## EXERCISE PROMPT
Please list every line in the material below that contains the string "tree", copying each matching line in full. Treat uppercase and lowercase as different.

## GIVEN DATA
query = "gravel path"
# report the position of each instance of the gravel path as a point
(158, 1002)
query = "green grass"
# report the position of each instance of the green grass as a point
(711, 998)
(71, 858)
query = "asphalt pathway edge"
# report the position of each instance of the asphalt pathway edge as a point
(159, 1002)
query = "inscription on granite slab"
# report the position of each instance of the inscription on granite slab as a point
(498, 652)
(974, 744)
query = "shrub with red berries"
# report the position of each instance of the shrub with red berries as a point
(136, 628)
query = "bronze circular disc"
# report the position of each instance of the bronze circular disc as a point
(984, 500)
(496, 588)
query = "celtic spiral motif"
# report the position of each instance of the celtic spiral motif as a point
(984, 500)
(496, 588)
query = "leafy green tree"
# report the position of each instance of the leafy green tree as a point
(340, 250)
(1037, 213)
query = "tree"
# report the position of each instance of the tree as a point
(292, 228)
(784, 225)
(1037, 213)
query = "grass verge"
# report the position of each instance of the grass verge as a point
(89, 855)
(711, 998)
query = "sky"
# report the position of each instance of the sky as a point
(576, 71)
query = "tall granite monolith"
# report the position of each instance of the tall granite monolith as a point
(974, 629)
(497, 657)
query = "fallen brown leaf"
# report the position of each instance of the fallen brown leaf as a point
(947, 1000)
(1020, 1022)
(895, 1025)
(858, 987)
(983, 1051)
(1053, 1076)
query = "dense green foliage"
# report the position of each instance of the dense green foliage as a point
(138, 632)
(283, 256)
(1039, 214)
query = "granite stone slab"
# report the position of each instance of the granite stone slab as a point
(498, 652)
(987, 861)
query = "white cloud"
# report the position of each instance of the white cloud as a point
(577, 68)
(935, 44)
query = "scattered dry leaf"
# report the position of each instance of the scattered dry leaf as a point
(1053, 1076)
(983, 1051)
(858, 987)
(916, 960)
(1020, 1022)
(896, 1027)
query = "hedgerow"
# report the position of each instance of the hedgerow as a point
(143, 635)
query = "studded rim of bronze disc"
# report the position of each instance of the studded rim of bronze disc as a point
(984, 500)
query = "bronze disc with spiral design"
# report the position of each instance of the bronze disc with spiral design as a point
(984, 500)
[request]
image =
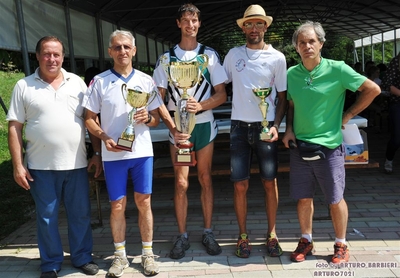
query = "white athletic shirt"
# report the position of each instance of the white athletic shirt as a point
(262, 69)
(55, 130)
(105, 96)
(202, 92)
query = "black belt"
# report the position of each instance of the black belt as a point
(245, 124)
(172, 113)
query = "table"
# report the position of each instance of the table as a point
(160, 133)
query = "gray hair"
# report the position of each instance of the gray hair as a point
(117, 33)
(319, 31)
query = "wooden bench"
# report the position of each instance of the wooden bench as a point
(217, 170)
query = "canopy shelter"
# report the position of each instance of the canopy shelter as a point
(86, 24)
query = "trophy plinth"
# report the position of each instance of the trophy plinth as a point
(263, 93)
(136, 99)
(185, 75)
(184, 156)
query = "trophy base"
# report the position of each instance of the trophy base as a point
(185, 159)
(124, 144)
(265, 136)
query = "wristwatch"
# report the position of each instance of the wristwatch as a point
(149, 119)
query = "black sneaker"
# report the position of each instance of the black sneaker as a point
(49, 274)
(212, 246)
(181, 244)
(90, 268)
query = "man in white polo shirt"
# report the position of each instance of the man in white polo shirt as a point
(49, 104)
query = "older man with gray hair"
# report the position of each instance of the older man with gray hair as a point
(316, 93)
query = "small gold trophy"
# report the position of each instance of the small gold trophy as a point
(136, 99)
(263, 93)
(185, 75)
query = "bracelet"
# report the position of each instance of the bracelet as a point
(149, 119)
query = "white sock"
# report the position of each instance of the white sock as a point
(341, 240)
(120, 248)
(147, 248)
(307, 236)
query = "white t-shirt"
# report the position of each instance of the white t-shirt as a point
(254, 69)
(55, 130)
(203, 91)
(105, 96)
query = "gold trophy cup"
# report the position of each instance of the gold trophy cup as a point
(263, 93)
(185, 75)
(136, 99)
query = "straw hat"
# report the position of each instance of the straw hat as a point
(254, 12)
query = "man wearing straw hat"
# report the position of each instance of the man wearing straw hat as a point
(253, 66)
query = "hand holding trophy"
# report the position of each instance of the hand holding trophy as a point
(185, 75)
(136, 99)
(263, 93)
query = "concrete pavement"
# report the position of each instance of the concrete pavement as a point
(373, 232)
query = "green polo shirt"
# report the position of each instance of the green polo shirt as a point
(318, 98)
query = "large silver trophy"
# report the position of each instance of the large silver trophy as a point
(185, 75)
(263, 93)
(136, 99)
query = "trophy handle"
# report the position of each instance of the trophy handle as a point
(203, 62)
(123, 91)
(153, 96)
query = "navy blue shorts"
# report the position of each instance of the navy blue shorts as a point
(245, 140)
(329, 173)
(116, 174)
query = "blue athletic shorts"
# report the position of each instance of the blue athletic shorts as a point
(329, 173)
(116, 174)
(245, 140)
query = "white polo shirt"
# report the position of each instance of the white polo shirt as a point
(105, 97)
(54, 130)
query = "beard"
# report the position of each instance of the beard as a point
(253, 40)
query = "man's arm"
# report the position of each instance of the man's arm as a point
(95, 160)
(368, 91)
(289, 134)
(95, 130)
(279, 114)
(15, 145)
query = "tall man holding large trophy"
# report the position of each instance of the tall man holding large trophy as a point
(128, 101)
(258, 75)
(191, 98)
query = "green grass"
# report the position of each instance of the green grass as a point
(16, 204)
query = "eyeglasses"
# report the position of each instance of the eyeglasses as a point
(118, 48)
(250, 25)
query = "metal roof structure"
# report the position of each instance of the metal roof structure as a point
(156, 18)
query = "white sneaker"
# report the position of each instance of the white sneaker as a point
(118, 266)
(388, 166)
(149, 265)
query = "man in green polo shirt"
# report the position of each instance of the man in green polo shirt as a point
(316, 93)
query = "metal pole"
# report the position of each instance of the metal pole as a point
(69, 35)
(100, 44)
(22, 36)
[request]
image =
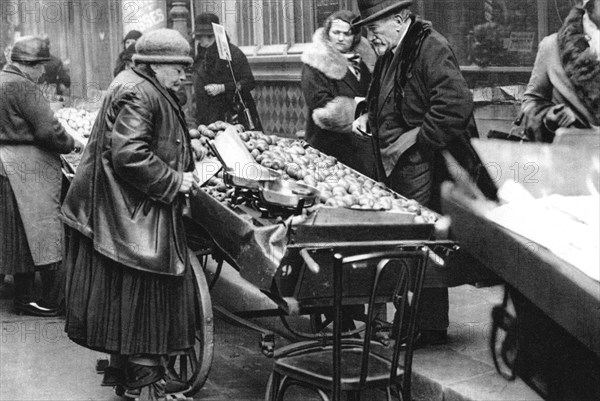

## RIGHT ANSWER
query = "leafy green tree"
# report the position of each instance of the leafy green tree as a point
query = "tree"
# report the position of each instance of the tree as a point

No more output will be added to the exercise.